The 1975–76 NBA season was the 30th season of the National Basketball Association. The season ended with the Boston Celtics winning the NBA Championship, beating the Phoenix Suns 4 games to 2 in the NBA Finals.

Notable occurrences
Larry O'Brien begins his tenure as the league's third commissioner.
The 1976 NBA All-Star Game was played at The Spectrum in Philadelphia, with the Eastern Conference beating the Western Conference 123–109. Dave Bing of the Washington Bullets wins the game's MVP award.
The Kansas City-Omaha Kings are renamed the Kansas City Kings as they settle into a permanent home in Kansas City, Missouri.
The New Orleans Jazz moved into the cavernous Louisiana Superdome after splitting their inaugural season between two inadequate facilities, the Loyola University Fieldhouse and New Orleans Municipal Auditorium. 
The Houston Rockets play their inaugural season in The Summit.
It was the final season for Don Nelson, Pat Riley and Jerry Sloan as players. Each would go on to coach more than 2,000 games in the NBA.
This was the final season before the NBA-ABA merger. In the 1976 offseason, four ABA teams joined the NBA: the Denver Nuggets, Indiana Pacers, San Antonio Spurs, and the reigning ABA champion New York Nets, who relocated to New Jersey.
Dick Bavetta began his Hall of Fame officiating career, replacing the retired Mendy Rudolph, who suffered a blood clot in his lung during a 1975 playoff game and became an analyst for CBS Sports. Bavetta went on to set the record for most games officiated with 2,635 by the time he retired in 2014.
Kareem Abdul-Jabbar was named the league's Most Valuable Player despite his team missing the playoffs. He remains the only league MVP to miss the playoffs. 
The NBA Finals were contested by the Boston Celtics and Phoenix Suns. Phoenix was making their first finals appearance; Boston was making their fourteenth.
Game 4 of the NBA Finals was first game ever played in the month of June.
Game 5 of the NBA Finals between the Celtics and the Suns went into triple-overtime before the Celtics prevailed 128–126. This was the first triple-overtime game in NBA finals history; the only triple-overtime finals game since occurred in 1993, in which the Phoenix Suns were again participating.
+++
» **STATED GOAL**
Transcribe the passage of the 1975–76 NBA season account starting with "The 1975–76 NBA" and going on through "league's third commissioner.". The material that comes next has no connection to the account of the 1975–76 NBA season.

» **GIVEN MATERIAL**
+++
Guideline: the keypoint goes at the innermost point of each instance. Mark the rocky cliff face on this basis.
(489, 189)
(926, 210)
+++
» **OUTPUT OF THE EXERCISE**
The 1975–76 NBA season was the 30th season of the National Basketball Association. The season ended with the Boston Celtics winning the NBA Championship, beating the Phoenix Suns 4 games to 2 in the NBA Finals.

Notable occurrences
Larry O'Brien begins his tenure as the league's third commissioner.